Text shown
A hand-drawn map entitled “A Plan of a Roman Barrow and Earth Works at White Heath in the Parish of Hollingbourne in the County of Kent Opened 26 July 1842 on the Estate of Charles Wykeham Martin, Esquire” which is signed Alfred Payer and dated August 1, 1842.
White Heath is the site of a Saxon burial which was the subject of a major excavation in 1912. This 1842 map identifies the broken ground, hedge, building and road locations, along with the place where some artifacts were found. The drawing shows that two urns and a cup were excavated, as well as faint braces of earthworks.
According to Volume 65 (1952) of Archaeologica Cantiana, a report about the findings at White Heath was presented to the British Archaeological Association in the proceedings of that society for 1847. It was reported that "Mr. Alfred Pryer exhibited coloured drawings of sixty five beads, discovered at White Heath, Hollingbourne, Kent, in excavating a spot where, a short time since, some Saxon weapons and skeletons were exhumed. The beads themselves have since been submitted to the Council by Mr. Pryer. They are in coloured glass and clay, of various forms and sizes, such as have been so frequently found, especially in this country, in Saxon burial-places." Reporting again, on October 13, 1847, Mr. Pryer exhibited material from Hollingbourne: "a large quantity of glass and clay beads, of various forms and colours, including several in amber, found in Anglo-Saxon graves."

Work to complete
1) According to the White Heath map description, what does the drawing show was excavated?
2) Copy the White Heath map description word for word, from "A hand-drawn map" up to and including "August 1, 1842.".
The items have no connection to the White Heath map description.

Given information

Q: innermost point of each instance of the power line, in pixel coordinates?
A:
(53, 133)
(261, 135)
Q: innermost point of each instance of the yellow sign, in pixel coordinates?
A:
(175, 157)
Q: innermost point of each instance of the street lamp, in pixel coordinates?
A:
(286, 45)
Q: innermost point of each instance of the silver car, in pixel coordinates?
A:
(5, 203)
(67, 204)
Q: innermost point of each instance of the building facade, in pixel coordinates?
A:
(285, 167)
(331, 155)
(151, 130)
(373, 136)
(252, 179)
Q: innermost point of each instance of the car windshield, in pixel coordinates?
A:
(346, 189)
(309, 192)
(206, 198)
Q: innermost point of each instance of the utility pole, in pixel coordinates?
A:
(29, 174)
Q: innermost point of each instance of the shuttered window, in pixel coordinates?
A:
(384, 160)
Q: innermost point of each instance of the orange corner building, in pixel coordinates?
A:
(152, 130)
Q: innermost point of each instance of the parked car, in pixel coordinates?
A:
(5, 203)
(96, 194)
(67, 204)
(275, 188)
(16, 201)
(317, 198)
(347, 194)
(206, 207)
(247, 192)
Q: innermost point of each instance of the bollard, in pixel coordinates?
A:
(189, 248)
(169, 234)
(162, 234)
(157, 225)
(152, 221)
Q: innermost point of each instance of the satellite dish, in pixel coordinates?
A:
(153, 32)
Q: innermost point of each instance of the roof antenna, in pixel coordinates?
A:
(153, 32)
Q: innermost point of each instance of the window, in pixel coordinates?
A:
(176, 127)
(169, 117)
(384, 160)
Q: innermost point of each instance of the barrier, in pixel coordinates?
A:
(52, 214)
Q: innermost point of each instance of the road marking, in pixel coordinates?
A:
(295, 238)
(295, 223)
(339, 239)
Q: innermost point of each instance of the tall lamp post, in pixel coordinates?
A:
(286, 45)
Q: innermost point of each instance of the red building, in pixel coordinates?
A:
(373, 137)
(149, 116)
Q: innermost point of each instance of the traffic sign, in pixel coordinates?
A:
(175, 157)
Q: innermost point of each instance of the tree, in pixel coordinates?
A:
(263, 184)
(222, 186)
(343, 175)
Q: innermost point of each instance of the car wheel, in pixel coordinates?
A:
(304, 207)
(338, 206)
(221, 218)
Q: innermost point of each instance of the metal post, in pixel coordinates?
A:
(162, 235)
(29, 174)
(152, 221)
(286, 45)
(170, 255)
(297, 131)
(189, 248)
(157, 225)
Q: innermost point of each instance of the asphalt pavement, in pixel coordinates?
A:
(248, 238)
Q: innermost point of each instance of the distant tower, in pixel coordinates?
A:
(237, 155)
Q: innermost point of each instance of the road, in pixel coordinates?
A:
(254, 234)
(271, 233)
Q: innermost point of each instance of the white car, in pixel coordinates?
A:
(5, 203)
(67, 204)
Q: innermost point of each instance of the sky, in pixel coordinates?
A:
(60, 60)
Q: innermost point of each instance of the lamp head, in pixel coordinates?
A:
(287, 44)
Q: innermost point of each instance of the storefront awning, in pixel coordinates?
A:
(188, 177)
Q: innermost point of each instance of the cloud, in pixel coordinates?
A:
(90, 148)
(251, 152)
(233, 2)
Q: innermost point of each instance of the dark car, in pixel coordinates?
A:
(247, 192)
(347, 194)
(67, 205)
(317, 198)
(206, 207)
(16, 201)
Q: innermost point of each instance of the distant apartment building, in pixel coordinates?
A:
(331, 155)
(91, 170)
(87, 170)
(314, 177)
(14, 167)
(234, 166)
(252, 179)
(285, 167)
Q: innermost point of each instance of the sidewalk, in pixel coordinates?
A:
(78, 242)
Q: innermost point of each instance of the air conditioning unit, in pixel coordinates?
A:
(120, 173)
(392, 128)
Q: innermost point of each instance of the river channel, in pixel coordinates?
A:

Answer set
1) Two urns and a cup.

2)
A hand-drawn map entitled “A Plan of a Roman Barrow and Earth Works at White Heath in the Parish of Hollingbourne in the County of Kent Opened 26 July 1842 on the Estate of Charles Wykeham Martin, Esquire” which is signed Alfred Payer and dated August 1, 1842.